**EXERCISE MATERIAL**
┌──
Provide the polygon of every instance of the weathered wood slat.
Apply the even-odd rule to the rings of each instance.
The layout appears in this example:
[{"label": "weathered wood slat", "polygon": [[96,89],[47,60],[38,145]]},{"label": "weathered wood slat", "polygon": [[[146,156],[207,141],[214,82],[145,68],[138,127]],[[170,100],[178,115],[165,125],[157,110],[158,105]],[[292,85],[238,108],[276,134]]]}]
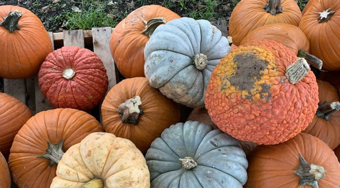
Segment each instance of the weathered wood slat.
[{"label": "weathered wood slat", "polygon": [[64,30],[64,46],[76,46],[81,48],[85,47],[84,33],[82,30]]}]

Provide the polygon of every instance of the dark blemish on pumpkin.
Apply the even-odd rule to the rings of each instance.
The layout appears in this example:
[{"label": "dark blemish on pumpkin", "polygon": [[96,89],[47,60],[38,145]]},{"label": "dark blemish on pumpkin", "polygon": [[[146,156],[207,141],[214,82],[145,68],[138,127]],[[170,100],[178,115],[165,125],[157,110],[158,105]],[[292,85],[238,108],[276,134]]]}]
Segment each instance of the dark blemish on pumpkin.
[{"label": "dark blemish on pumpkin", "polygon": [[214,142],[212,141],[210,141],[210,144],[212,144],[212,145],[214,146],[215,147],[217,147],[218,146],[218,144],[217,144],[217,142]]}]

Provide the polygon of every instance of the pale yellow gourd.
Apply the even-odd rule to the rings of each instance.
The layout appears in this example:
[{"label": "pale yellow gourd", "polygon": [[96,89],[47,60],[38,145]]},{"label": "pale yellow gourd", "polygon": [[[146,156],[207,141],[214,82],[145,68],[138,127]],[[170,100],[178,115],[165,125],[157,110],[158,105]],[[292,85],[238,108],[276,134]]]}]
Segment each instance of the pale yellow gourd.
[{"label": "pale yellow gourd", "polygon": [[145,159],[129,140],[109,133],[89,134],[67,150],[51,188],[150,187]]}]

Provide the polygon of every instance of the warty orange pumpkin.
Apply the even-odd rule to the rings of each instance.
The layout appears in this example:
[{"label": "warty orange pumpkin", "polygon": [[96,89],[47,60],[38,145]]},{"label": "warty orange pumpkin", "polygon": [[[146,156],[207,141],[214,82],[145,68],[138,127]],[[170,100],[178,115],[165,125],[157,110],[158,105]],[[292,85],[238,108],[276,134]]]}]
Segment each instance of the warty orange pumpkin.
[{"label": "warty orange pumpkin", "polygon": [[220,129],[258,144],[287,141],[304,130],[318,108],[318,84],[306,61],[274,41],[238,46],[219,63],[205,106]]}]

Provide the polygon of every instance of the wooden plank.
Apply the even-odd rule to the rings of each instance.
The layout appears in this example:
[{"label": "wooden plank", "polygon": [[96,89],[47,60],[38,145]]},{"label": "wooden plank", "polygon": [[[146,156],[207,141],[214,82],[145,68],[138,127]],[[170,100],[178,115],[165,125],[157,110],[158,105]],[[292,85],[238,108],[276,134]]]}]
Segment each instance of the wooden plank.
└──
**EXERCISE PROMPT**
Rewrite the material from the line with "Provide the polygon of every instance of the pale" through the end, replacing "Segment" with "Outline" and leaving everything else unchanged.

**SOLUTION TO THE PROBLEM**
Provide the polygon of every instance of the pale yellow gourd.
Apply the even-odd rule to the rings of each instance.
The layout appears in this example:
[{"label": "pale yellow gourd", "polygon": [[96,89],[47,60],[38,145]]},{"label": "pale yellow gourd", "polygon": [[[146,156],[207,141],[214,82],[145,68],[138,127]],[[170,100],[178,115],[165,125],[157,110],[158,105]],[[292,85],[238,108],[276,134]]]}]
Outline each instance of the pale yellow gourd.
[{"label": "pale yellow gourd", "polygon": [[145,159],[129,140],[109,133],[89,134],[67,150],[51,188],[150,187]]}]

Provide the polygon of every instance of the warty orange pumpkin.
Apply the even-odd rule to the rings of each instance.
The layout appears in this example:
[{"label": "warty orange pumpkin", "polygon": [[96,89],[47,60],[38,145]]},{"label": "warty orange pumpkin", "polygon": [[[146,156],[207,141],[214,82],[145,68],[138,127]],[[170,100],[178,115],[165,125],[157,110],[158,105]],[[292,85],[238,108],[276,134]]]}]
Outline each instance of the warty orange pumpkin.
[{"label": "warty orange pumpkin", "polygon": [[220,129],[258,144],[287,141],[304,130],[318,108],[318,84],[306,61],[274,41],[238,46],[219,63],[205,106]]}]

Provide the polygon of every instance of the wooden plank.
Apply the even-odd rule to the rings of each instance.
The layout appears in this example:
[{"label": "wooden plank", "polygon": [[96,89],[47,60],[38,145]]},{"label": "wooden plank", "polygon": [[[146,156],[207,141],[214,82],[145,68],[138,127]],[[170,100],[178,115],[165,125],[157,110],[158,105]],[[292,85],[238,108],[276,134]]]}]
Outline each instance of the wooden plank.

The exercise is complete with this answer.